Text to read.
☆ ☆ ☆

You are viewing a plain text version of this content. The canonical link for it is here.
Posted to mapreduce-dev@hadoop.apache.org by James Bond <bo...@gmail.com> on 2015/06/17 06:40:42 UTC

Hadoop MapReduce - Sum and Sort by value question

One of my friends was asked this question on hadoop MapReduce - We have
multiple stores and each stores have many customers visiting and buying
stuff. the dataset consists of "Store#, Customer#, Quantity purchased".
Need a MapReduce code to get the Top 2 customers for each store.

The solution which i thought of was to do a secondary sort on qty (in
descending order - store + qty makes the composite key) and in the reducer
just display first 2 values (or customers) for each Key (store + qty, qty
is part of composite key). This works if the customer is unique, but if the
customer has visited the same store multiple times then how do we do it?
This would require summing up of the quantities for each customer and then
getting the top 2.

The solution which i thought was -

SOLUTION 1

1. Key = Store + Customer

2. Make sure each store goes to the same reducer (Secondary sort/Key
comparator etc).

In Reducer -

3. Sum qty for each customer.

4. Add result in Map

5. Loop thru Map and find the top 2 (or use a Treemap to sort based on sum
of qty).

SOLUTION 2

or the other solution is to write 2 MapRed jobs which runs one after the
other. The first one to get a sum of qty purchased for each customer and
store. The second MapRed to sort by qty and get the top 2 buyers.

The question is -

Is there any other way of achieving this?

In solution 1, If i use a Map and a TreeMap and then looping thru them for
getting results will it be  a problem if we have millions if customers?
Should i be worried about keeping all of them in memory?

If the sorting/looping is really costly, any other way you would advise?

Sample Data:

STORE1,CUST1,100

STORE1,CUST2,10

STORE1,CUST1,40

STORE1,CUST2,27

STORE1,CUST3,63

STORE1,CUST1,33

STORE1,CUST2,12

STORE2,CUST4,24

STORE2,CUST6,234

STORE2,CUST4,3

STORE2,CUST5,34

STORE2,CUST6,234

STORE2,CUST4,234

Output -
STORE1,CUST1,173
STORE1,CUST3,63
STORE2,CUST6,468
STORE2,CUST4,261

Thanks!

☆ ☆ ☆

Source excerpt.

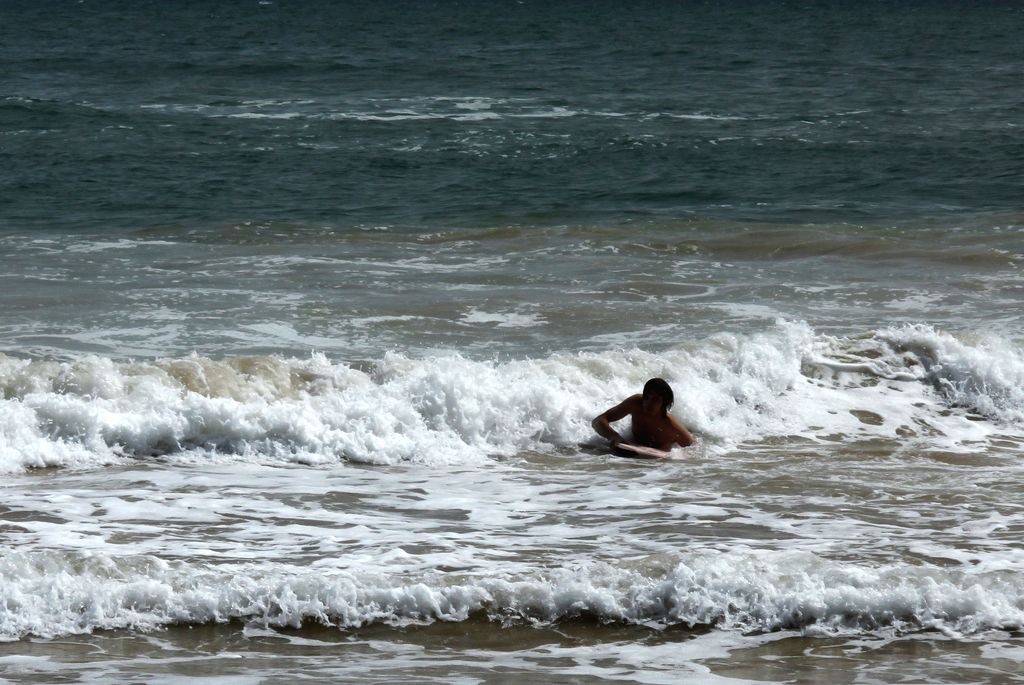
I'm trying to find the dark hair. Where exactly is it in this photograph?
[643,378,676,416]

☆ ☆ ☆

Problems to solve.
(1) According to the MapReduce post, why does the first idea of a secondary sort on quantity with store and quantity as the composite key fall short? Answer in one to three sentences.
(2) Answer these questions from the MapReduce post, one line each:
(a) What three fields make up each line of the store dataset?
(b) How many MapReduce jobs does Solution 2 use?
(c) What total quantity does the output give for CUST6 at STORE2?
The data plays no part in the work that comes next.

Answers to the problems.
(1) Taking the first 2 values per key only works when each customer is unique. If a customer has visited the same store multiple times, the quantities for that customer must first be summed before the top 2 can be found.

(2)
(a) Store#, Customer#, and Quantity purchased.
(b) Two, run one after the other.
(c) 468.